■ **PROBLEM TO WORK ON**: For the word "muzzle", determine how many lines of the entries below contain it, and give only that number.
=== DATA SUPPLIED ===
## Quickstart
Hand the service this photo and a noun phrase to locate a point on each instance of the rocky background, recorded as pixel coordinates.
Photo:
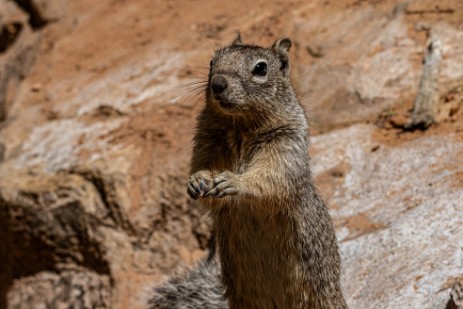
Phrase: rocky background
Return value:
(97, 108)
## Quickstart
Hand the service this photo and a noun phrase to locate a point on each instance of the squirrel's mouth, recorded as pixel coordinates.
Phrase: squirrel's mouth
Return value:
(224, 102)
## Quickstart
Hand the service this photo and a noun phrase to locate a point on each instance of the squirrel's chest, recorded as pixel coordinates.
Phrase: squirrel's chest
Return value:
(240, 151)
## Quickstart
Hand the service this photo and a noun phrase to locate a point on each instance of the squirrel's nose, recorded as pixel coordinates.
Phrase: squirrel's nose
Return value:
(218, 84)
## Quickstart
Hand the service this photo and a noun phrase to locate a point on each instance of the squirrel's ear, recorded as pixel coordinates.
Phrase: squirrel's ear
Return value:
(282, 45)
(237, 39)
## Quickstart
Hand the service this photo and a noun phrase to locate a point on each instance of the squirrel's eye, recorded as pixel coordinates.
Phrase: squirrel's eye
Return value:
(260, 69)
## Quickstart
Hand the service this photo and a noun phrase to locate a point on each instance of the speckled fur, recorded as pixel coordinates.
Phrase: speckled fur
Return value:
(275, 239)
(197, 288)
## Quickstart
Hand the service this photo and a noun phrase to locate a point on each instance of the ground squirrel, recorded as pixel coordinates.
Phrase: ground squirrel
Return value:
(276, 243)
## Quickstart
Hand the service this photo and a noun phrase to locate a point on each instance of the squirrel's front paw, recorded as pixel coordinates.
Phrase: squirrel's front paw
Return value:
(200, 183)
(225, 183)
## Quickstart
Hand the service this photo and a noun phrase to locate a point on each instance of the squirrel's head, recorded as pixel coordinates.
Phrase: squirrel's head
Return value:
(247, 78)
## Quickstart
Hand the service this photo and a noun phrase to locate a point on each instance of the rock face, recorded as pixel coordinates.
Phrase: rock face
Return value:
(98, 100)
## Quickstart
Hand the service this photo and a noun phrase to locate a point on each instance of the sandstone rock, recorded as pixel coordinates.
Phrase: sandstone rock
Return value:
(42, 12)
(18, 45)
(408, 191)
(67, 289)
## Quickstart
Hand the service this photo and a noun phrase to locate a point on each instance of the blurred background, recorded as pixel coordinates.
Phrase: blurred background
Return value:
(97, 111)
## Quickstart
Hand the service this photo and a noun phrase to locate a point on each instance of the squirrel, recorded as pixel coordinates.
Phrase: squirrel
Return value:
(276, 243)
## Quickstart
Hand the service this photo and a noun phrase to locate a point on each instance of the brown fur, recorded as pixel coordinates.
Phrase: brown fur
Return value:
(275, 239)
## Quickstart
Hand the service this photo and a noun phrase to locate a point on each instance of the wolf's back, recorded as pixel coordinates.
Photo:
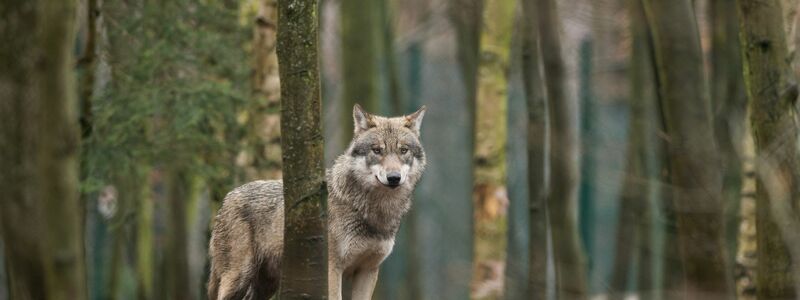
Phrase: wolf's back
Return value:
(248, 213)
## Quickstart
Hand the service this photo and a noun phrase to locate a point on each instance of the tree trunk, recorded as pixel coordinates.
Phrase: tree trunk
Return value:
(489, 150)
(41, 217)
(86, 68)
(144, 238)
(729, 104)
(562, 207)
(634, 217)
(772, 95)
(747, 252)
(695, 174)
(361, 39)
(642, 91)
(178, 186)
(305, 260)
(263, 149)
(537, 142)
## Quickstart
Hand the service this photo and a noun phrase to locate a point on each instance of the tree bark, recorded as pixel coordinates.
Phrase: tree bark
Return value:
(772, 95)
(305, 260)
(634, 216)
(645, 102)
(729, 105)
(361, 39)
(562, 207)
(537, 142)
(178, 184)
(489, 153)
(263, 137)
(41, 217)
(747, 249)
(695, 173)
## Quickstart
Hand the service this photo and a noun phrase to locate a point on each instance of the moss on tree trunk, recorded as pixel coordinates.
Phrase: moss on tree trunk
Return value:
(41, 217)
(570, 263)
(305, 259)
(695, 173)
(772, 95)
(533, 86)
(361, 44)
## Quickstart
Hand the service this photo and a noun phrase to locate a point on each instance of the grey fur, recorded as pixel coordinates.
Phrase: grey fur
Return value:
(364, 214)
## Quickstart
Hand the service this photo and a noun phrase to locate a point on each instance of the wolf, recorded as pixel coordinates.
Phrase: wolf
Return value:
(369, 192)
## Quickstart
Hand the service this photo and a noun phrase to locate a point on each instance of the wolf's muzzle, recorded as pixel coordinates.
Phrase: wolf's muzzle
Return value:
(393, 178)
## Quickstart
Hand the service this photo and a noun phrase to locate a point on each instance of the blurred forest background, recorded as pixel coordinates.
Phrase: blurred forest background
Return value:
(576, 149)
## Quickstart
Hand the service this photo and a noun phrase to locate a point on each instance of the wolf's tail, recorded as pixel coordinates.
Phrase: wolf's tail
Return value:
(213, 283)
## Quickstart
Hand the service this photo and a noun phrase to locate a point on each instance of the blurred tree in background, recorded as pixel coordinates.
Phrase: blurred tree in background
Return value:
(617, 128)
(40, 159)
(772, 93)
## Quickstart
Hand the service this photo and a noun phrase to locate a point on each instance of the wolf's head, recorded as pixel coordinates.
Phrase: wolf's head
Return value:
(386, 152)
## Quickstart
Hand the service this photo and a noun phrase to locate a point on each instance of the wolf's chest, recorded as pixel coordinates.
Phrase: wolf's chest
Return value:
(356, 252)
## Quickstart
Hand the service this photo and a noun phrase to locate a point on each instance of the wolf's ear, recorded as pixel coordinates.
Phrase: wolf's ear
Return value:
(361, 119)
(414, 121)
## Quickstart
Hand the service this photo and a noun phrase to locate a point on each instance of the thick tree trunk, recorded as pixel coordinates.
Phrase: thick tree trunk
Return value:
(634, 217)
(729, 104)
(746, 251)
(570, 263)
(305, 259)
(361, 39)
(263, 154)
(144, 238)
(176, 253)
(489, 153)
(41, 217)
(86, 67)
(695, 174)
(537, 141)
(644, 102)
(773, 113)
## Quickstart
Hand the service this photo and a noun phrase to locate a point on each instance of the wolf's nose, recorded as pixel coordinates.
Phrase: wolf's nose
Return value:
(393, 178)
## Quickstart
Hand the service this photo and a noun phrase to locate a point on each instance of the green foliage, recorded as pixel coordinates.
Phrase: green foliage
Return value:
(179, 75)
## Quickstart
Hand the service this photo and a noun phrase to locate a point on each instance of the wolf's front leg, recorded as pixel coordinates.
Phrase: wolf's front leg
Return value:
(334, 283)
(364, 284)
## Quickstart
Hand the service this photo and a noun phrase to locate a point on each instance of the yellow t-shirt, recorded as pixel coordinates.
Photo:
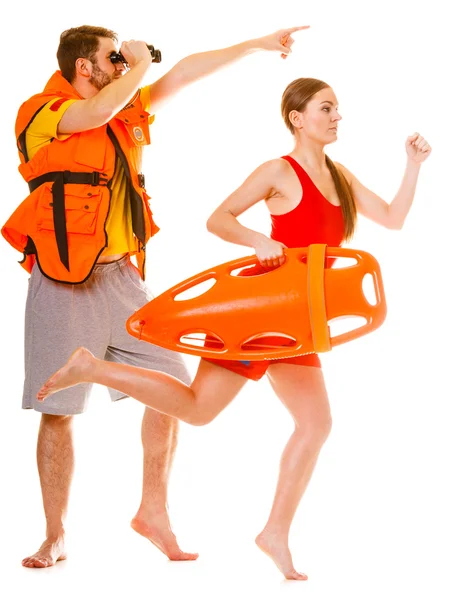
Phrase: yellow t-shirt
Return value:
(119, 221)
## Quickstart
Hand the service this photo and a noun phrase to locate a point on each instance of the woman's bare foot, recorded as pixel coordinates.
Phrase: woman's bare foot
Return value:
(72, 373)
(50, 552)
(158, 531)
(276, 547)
===
=== DATA SUPPLIED ===
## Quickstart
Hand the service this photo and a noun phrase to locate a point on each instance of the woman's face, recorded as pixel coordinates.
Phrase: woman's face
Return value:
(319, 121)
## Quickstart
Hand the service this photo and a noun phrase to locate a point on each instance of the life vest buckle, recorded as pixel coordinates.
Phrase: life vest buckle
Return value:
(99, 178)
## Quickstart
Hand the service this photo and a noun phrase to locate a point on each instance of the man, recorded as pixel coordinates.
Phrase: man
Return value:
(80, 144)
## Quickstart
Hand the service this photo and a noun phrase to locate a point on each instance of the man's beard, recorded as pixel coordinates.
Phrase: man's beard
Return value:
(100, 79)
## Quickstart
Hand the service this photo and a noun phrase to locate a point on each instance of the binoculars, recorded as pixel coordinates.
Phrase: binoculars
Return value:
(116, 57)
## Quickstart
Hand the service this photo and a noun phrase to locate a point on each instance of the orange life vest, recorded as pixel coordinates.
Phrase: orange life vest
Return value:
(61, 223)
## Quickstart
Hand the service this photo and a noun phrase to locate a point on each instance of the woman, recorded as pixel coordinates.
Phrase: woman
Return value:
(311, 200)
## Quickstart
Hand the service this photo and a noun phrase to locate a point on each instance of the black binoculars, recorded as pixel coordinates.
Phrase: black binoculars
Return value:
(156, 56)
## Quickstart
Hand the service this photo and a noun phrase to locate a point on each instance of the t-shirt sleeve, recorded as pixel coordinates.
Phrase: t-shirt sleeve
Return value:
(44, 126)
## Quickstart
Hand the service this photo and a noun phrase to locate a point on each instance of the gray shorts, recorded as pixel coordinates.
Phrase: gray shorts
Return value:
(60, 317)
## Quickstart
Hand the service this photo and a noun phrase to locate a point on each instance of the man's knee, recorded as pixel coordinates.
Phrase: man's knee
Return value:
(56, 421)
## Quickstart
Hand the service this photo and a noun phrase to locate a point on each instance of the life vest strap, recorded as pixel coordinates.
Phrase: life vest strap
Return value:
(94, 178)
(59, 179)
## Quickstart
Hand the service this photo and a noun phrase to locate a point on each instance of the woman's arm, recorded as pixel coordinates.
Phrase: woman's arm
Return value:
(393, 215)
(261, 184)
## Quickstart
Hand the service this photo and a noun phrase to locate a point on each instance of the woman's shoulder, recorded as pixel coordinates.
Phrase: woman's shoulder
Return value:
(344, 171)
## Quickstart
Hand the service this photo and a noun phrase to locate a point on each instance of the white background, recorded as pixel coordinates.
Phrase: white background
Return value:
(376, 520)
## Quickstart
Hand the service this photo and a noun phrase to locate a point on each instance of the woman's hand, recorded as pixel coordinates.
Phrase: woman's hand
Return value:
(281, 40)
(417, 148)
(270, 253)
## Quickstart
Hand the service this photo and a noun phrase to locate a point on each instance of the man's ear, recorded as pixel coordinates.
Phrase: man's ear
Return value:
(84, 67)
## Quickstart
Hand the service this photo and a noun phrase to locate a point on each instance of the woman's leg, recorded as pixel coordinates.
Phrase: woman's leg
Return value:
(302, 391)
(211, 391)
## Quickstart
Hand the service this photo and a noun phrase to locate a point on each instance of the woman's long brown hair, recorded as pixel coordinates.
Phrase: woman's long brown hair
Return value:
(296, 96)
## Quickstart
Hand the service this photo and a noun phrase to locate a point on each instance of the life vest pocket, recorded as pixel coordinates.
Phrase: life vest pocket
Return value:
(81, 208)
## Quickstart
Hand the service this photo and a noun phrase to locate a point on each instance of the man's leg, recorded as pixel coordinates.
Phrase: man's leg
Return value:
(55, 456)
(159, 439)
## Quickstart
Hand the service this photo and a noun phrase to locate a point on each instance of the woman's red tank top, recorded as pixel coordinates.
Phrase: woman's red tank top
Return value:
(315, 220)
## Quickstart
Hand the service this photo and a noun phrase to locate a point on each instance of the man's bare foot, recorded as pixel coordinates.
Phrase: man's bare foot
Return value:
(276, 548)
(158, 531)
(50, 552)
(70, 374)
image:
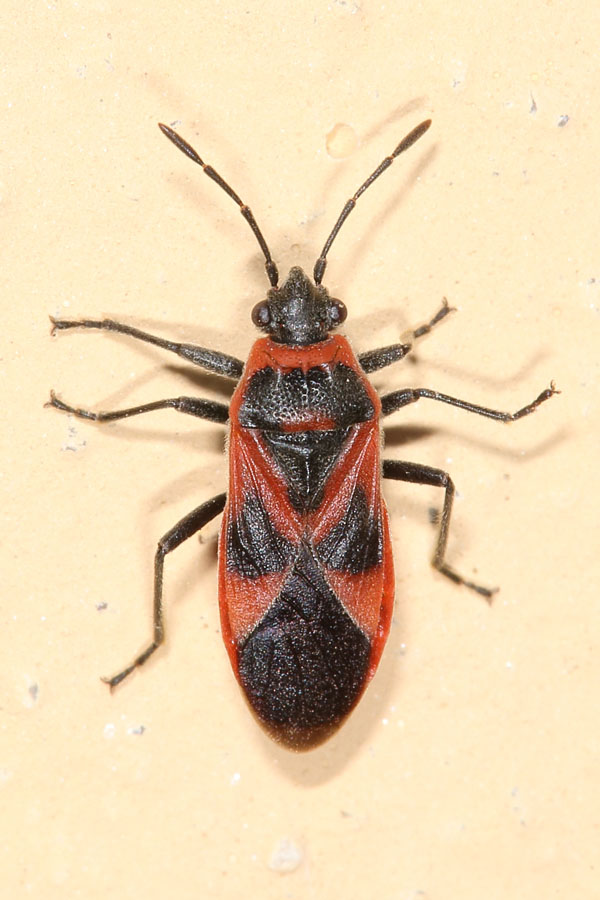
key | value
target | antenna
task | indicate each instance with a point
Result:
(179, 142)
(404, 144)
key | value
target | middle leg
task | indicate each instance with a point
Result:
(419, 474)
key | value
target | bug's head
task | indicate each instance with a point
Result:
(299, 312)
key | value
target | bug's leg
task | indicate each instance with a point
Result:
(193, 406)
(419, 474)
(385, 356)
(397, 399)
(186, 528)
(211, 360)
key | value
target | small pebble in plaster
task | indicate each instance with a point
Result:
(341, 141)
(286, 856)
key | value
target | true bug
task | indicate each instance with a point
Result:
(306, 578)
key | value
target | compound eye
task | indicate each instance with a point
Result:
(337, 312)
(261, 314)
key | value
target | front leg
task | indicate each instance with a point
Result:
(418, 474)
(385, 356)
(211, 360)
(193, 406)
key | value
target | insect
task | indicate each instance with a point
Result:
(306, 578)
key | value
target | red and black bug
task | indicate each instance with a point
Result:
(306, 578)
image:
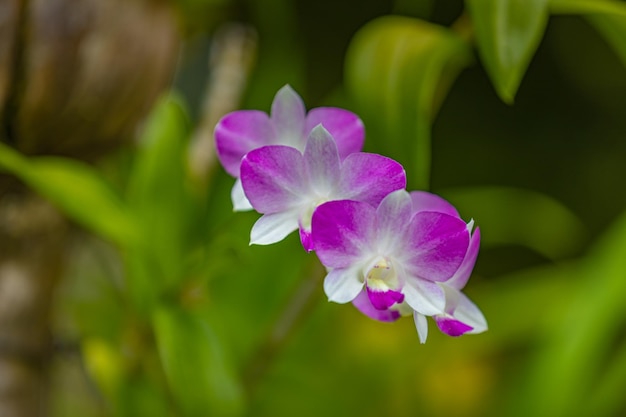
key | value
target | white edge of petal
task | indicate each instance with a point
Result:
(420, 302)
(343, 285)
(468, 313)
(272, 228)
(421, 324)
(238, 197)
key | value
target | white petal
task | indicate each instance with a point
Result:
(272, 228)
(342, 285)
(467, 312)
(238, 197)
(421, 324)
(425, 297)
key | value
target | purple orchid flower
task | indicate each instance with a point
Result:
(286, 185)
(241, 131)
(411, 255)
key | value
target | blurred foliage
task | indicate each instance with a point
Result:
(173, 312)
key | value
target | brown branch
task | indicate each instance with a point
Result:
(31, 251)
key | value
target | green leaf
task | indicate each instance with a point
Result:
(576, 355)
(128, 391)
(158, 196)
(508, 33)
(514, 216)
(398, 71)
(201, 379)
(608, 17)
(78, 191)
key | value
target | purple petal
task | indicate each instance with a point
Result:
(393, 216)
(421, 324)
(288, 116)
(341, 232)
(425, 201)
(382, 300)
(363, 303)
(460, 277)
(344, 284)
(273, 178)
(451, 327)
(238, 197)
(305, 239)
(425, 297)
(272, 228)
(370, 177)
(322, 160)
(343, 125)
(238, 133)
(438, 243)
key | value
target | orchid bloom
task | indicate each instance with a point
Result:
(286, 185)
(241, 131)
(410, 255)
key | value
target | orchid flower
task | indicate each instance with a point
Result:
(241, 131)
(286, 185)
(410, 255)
===
=== DATA SUPPLIED ===
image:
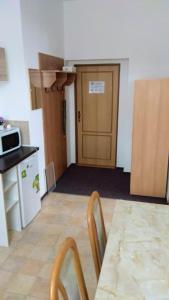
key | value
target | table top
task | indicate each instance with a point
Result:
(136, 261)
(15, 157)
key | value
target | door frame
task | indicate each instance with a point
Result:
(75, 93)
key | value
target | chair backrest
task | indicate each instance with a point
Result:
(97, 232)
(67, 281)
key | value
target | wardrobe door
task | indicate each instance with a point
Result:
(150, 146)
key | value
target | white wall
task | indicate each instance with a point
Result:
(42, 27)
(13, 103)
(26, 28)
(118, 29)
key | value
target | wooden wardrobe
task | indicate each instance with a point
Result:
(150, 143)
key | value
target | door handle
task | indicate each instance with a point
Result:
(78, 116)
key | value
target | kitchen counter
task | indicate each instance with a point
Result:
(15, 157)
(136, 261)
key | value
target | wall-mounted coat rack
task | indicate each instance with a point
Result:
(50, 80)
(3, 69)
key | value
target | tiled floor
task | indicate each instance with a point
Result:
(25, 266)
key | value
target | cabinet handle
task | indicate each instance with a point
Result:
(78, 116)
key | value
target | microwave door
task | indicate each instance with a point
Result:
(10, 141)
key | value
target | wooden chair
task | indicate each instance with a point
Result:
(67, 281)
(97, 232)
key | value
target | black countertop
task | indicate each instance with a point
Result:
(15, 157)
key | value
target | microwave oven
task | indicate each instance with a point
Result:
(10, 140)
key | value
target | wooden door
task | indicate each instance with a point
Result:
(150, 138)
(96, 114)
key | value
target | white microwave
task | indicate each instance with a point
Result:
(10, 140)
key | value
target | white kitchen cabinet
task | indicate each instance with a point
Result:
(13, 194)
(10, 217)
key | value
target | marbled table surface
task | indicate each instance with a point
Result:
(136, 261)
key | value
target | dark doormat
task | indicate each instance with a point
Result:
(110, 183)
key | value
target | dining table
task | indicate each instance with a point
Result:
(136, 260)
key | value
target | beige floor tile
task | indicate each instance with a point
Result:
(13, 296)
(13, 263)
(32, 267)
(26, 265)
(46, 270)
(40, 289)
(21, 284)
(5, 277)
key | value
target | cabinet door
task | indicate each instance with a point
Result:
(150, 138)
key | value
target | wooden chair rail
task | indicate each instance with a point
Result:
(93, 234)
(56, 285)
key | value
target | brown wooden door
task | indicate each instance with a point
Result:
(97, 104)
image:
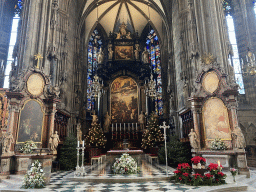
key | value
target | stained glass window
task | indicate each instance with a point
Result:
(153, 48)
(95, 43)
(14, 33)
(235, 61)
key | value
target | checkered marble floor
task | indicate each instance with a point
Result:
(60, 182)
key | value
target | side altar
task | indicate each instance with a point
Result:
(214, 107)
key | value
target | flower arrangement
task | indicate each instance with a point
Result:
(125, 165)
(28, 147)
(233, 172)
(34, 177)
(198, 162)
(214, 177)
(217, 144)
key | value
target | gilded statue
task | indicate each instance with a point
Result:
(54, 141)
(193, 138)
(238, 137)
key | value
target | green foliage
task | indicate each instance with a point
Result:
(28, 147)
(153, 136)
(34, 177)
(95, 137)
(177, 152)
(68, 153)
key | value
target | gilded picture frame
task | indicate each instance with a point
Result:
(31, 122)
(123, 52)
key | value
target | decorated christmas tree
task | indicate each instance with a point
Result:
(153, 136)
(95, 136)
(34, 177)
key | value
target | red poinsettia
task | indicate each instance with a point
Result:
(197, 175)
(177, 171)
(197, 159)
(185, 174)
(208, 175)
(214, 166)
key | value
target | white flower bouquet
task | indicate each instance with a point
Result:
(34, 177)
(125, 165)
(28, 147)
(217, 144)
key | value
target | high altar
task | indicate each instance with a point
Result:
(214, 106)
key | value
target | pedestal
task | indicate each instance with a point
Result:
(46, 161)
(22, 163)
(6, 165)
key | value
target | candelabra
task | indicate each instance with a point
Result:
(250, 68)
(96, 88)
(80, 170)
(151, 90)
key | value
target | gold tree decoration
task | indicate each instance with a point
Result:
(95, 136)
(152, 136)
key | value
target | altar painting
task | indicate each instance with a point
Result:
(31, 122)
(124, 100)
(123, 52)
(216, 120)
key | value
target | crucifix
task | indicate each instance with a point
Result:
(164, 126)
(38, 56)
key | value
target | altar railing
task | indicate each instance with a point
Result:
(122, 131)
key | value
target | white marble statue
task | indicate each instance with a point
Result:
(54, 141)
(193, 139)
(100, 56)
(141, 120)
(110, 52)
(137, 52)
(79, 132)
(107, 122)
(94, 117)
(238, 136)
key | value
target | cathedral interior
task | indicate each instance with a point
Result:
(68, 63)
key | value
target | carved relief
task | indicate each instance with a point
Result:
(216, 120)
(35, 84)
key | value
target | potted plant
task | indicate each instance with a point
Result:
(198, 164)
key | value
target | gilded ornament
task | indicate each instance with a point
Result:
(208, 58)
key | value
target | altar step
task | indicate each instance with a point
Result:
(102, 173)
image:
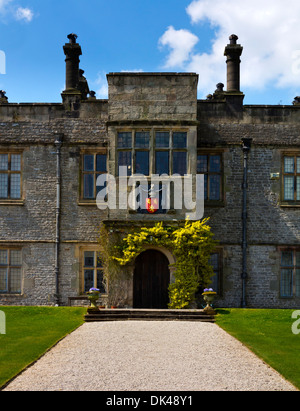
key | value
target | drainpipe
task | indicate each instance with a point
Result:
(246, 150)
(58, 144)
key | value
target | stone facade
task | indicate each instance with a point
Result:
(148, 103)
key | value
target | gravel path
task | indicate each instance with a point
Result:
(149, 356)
===
■ **RESPONSE TO THE TASK**: 2